+++ EXCERTO DO DOCUMENTO

É, andei por aí.
Com gente, procurando
gente, pontes e vales, tem sido assim esta vida. E houve aquele dia, 25 de
Abril de 1974.
Dizem que por um
Abril houve uma revolução, outros dizem que houve um golpe de estado, outros
ainda que houve uma abrilada, sucederam coisas gritadas nas ruas, outras soavam
nas sombras clandestinas.
Na escola disseram
aos miúdos que tinham que ir para casa, estava a acontecer qualquer coisa em
Lisboa.
Que comemoramos hoje?
Que resta daquele dia?
O chefe de redacção
telefonou ao repórter, gritou-lhe: Salta
da cama. A Revolução está na rua e é precisos escrevê-la!
Isso é passado, é tão
passado que eu já não comemoro o 25 de Abril. Sentir-me-ia um irresponsável
celebrando qualquer coisa de que hoje não posso ver nenhum sinal, daquilo que o
25 de Abril trouxe.
Podemos saudar o
desespero que nos invadiu perante algo que falhou?
Estragaram a tua
festa pá!, cantaram no outro lado do Atlântico.
Houve quem dissesse
que as revoluções são sonhadas por idealistas e realizadas por fanáticos, e
quem delas se aproveita são os oportunistas de todas as espécies.
O 25 de Abril é um
dia e são dias. É daquelas datas que se constelam que estão antes de hoje, que
hoje ecoam ainda, e que tremeluzirão no depois de hoje.
Quase sem darmos por
isso, milhares de pessoas invadiram as ruas, ofereceram pão e cravos aos
soldados, deram as mãos, sorriram, dos olhos saltavam sonhos e esperanças.
Alguém perguntou como
era possível tanta e tanta gente quando meses antes, semanas antes, dias antes,
eram tão poucos aqueles que apareciam para escrever palavras de ordem nas
paredes da cidade, colar cartazes, distribuir uns panfletos impressos a
stencil…
Será a memória curta?
Apaga-se com facilidade?
O apagamento de
memória é chocante.
Deste dia até ao 1º
de Maio, é provável que muitos devem ter dormido, mas não se lembram bem. Uma
semana de loucura já ninguém me tira, posso não ser feliz mas poucos chegaram
tão perto disso a que chamam felicidade.
É preciso ter vivido
os anos terríveis, o tempo do desprezo, um tempo de ratazanas, para que aquele
dia tivesse sido o que foi, um navio de sonho, uma nave de loucos,
protagonistas duma enorme esperança, depois figurantes de um grande desencanto.
Terá sido assim há
tanto tempo?

++++++

▸ TAREFA A RESOLVER
Prossiga o texto sobre o 25 de Abril de 1974 a partir da sua última frase. As linhas abaixo provêm de uma fonte diferente da do texto.

+++ MATERIAL RECOLHIDO

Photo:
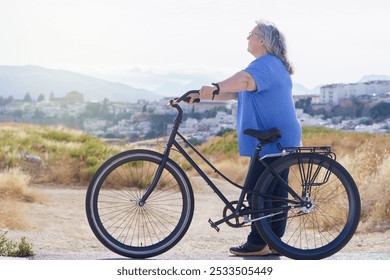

++++++

▸ RESPOSTA AO EXERCÍCIO
A ditadura acabou por
ser derrubada por militares que antes desprezávamos.
Dezassete horas e 45
minutos bastaram para abater um regime que oprimiu o povo português durante 47
anos, 10 meses, 34 dias e algumas horas.
Teremos feito tudo
para que as novas gerações fossem mais felizes?
Vale a pena assinalar
a data quando nos esquecemos de ensinar a importância que aquele dia nos
trouxe? Olham-se as pessoas de hoje, os jovens de hoje, formam um grupo largo e
variado mas, olhando bem, estamos todos muito mal no retrato de conjunto…
Algures, numa dobra
da história, alguma coisa falhou. O cantor, de viola às costas, acabou por
dizer que houve alguém que se enganou.
A culpa é de todos, a
culpa não é de ninguém.
Naqueles dias, quase
poderíamos dizer que a paisagem mudara para sempre.
As paisagens até
podem mudar, o resto… o resto… o resto… é uma chatice… um busílis de questão…
O escritor perguntava
e respondia: para que serve a utopia? Serve para que eu não deixe de caminhar.
Um dia voltaremos a
encontrar-nos todos no imponderável azul celeste.
E recomeçamos a busca
dum país liberto, duma vida limpa e dum tempo justo.
Mas será que ainda
verei alguém desenhar os nomes daqueles que, na sombra, nos lixaram a festa?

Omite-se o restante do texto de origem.